- Fragmento para leer -
● ● ●
La Navidad es, sin duda, la segunda fiesta más importante del Cristianismo. En ella celebramos el nacimiento de Jesús, al que confesamos como el “Cristo”(en griego) o “Mesías” (en hebreo) y como el “Hijo de Dios”. Es la segunda fiesta más importante, porque la primera y la más importante de nuestra fe es la Pascua, en la que celebramos la muerte y la resurrección de Jesús. Lo que ocurre es que en el lenguaje común, a veces confundimos la Navidad con la Pascua, incluso llamamos “Pascua” a la Navidad. Eso se ve claro en la figura del Obispo San Nicolás (Santa Klaus) que fue transformada por el márquetin (en inglés “marketing”) de la CocaCola en el “Viejito Pascuero” del Polo Norte, un invento exitoso que mitificó (fantasiosamente) la figura histórica del Obispo Nicolás.

El título de “Mesías” o “Cristo” significa “Ungido”. La costumbre de “ungir”, es decir, untar aceite (óleo, prefieren decir algunos) es ciertamente ancestral. En Israel se usó para declarar “rey” a alguien. Por eso David llamó “ungido” a Saúl, y él mismo fue “ungido” por el profeta Samuel. En el evangelio de Lucas, Jesús se apropia el texto de Isaías 61,1 para declararse el “Ungido por el Espíritu de Dios”, lo que implica al menos dos cosas: que es profeta y rey, pues el Espíritu de Dios le hace profeta y la unción, rey. Este texto de Isaías es importante, pues este “Ungido” de Dios ha sido enviado a “evangelizar a los pobres”. Éste es el inmediato contexto de esta palabra en boca de Jesús: él viene a realizar lo que prometió Dios por boca del profeta Isaías.

Ese es también el sentido de “evangelio” que asume san Pablo cuando dice al inicio de su Carta a los Romanos que ha sido llamado a ser apóstol (es decir, enviado), elegido para el Evangelio de Dios, que Él había prometido por medio de los profetas en las Sagradas Escrituras (el Antiguo Testamento) acerca de su Hijo, nacido de la descendencia de David según la carne, constituido Hijo de Dios en Poder por el Espíritu de Santidad… Jesús el Cristo, nuestro Señor” (Rom 1,1-4). Jesús es la gran promesa de Dios. La condición humana y divina de Jesús viene subrayada desde los escritos más antiguos del Nuevo Testamento, que son las Cartas de San Pablo. El Hijo eterno de Dios-Padre se ha hecho hombre en Jesús de Nazaret. La encarnación es aludida directamente por el Apóstol en Gál. 4,4: “Al llegar la plenitud de los tiempos, envió Dios a su Hijo (su condición divina), nacido de mujer (es decir, su condición plenamente humana), nacido bajo la ley (es decir, su condición plenamente histórica como judío)…”. En efecto, no sólo San Juan habla de encarnación, como recogemos en la oración del “Ángelus”: “Y el  Verbo se hizo carne” (Jn 1,14), sino mucho antes, ya San Pablo lo expresaba con completa claridad en el texto trinitario de su Carta a los Gálatas 4,4-7, en el que enseña que la encarnación y nacimiento de Jesús es para hacernos partícipes de su condición de Hijo. Así, pues, como hijos adoptivos llamamos “Padre” a Dios, igual que Jesús. Por eso la oración del cristiano es el “Padre Nuestro”.
● ● ●
- Entradas mostradas -
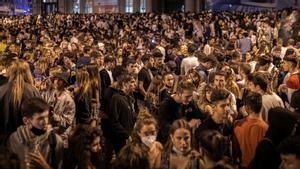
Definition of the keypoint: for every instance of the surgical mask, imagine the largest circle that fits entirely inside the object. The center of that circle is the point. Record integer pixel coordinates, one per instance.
(180, 151)
(148, 140)
(37, 132)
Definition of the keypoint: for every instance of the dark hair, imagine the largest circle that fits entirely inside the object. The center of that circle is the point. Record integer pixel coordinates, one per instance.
(146, 58)
(260, 79)
(79, 153)
(219, 95)
(132, 156)
(214, 144)
(34, 105)
(9, 160)
(254, 102)
(177, 124)
(291, 145)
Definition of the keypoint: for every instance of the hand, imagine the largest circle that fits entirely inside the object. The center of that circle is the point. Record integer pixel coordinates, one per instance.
(36, 160)
(194, 123)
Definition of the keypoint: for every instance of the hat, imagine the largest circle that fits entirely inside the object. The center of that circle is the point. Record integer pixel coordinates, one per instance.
(293, 82)
(62, 77)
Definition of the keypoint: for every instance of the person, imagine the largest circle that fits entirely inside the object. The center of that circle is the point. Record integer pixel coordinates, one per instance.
(213, 147)
(12, 94)
(178, 152)
(145, 132)
(36, 145)
(122, 114)
(191, 61)
(62, 108)
(179, 105)
(259, 83)
(84, 150)
(9, 160)
(132, 156)
(282, 124)
(145, 75)
(290, 153)
(106, 73)
(250, 130)
(220, 119)
(85, 110)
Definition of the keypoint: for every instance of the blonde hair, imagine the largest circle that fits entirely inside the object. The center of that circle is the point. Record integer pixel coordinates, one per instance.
(83, 83)
(20, 74)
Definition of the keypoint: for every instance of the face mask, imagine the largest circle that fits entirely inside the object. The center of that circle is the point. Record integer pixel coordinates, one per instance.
(148, 140)
(37, 132)
(181, 151)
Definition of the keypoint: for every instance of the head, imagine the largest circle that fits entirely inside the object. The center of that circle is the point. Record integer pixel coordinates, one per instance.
(148, 60)
(219, 80)
(253, 103)
(290, 153)
(36, 115)
(184, 92)
(145, 129)
(127, 83)
(168, 80)
(180, 137)
(221, 104)
(213, 145)
(258, 82)
(85, 142)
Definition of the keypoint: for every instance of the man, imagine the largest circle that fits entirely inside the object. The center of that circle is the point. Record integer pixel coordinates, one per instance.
(106, 73)
(220, 119)
(122, 115)
(290, 153)
(259, 83)
(191, 61)
(251, 130)
(145, 75)
(34, 143)
(63, 108)
(179, 106)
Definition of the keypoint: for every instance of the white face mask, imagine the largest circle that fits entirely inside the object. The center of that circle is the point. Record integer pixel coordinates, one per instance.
(148, 140)
(180, 151)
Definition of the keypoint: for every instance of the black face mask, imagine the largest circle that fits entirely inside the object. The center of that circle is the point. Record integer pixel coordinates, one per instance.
(37, 132)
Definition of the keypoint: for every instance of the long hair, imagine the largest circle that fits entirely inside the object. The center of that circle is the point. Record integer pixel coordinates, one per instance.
(178, 124)
(79, 154)
(20, 74)
(95, 80)
(83, 84)
(144, 118)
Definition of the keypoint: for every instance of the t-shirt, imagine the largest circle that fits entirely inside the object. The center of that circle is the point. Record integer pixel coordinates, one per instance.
(249, 132)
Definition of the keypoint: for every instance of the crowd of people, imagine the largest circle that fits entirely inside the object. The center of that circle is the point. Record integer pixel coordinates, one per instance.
(202, 90)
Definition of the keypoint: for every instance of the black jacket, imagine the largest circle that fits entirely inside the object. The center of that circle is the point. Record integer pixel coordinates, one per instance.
(105, 80)
(170, 110)
(121, 116)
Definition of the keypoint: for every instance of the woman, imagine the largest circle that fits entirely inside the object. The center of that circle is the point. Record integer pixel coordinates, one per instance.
(18, 88)
(212, 147)
(204, 102)
(145, 133)
(178, 153)
(84, 150)
(83, 98)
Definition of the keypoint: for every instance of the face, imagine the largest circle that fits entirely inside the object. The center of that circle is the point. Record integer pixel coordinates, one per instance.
● ● ●
- Ejercicio A -
Indica si cada afirmación concuerda con el fragmento sobre la Navidad y cita las palabras que lo deciden: (i) la Navidad es la fiesta más importante del Cristianismo; (ii) el título de “Mesías” o “Cristo” significa “Ungido”; (iii) los escritos más antiguos del Nuevo Testamento son las Cartas de San Pablo.
- Ejercicio B -
Según el fragmento sobre la Navidad, ¿por qué el hecho de que Jesús se declare el “Ungido por el Espíritu de Dios” implica que es profeta y rey? Responde en una o dos oraciones.
- Ejercicio C -
Devuelve sin cambios el pasaje del fragmento sobre la Navidad que va desde «La Navidad es, sin» hasta «del Obispo Nicolás.».

- Respuesta correcta A -
(i) No: «la primera y la más importante de nuestra fe es la Pascua».
(ii) Sí: «El título de “Mesías” o “Cristo” significa “Ungido”».
(iii) Sí: «los escritos más antiguos del Nuevo Testamento, que son las Cartas de San Pablo».

- Respuesta correcta B -
Porque el Espíritu de Dios le hace profeta y la unción le hace rey. En Israel la unción se usaba para declarar “rey” a alguien.

- Respuesta correcta C -
La Navidad es, sin duda, la segunda fiesta más importante del Cristianismo. En ella celebramos el nacimiento de Jesús, al que confesamos como el “Cristo”(en griego) o “Mesías” (en hebreo) y como el “Hijo de Dios”. Es la segunda fiesta más importante, porque la primera y la más importante de nuestra fe es la Pascua, en la que celebramos la muerte y la resurrección de Jesús. Lo que ocurre es que en el lenguaje común, a veces confundimos la Navidad con la Pascua, incluso llamamos “Pascua” a la Navidad. Eso se ve claro en la figura del Obispo San Nicolás (Santa Klaus) que fue transformada por el márquetin (en inglés “marketing”) de la CocaCola en el “Viejito Pascuero” del Polo Norte, un invento exitoso que mitificó (fantasiosamente) la figura histórica del Obispo Nicolás.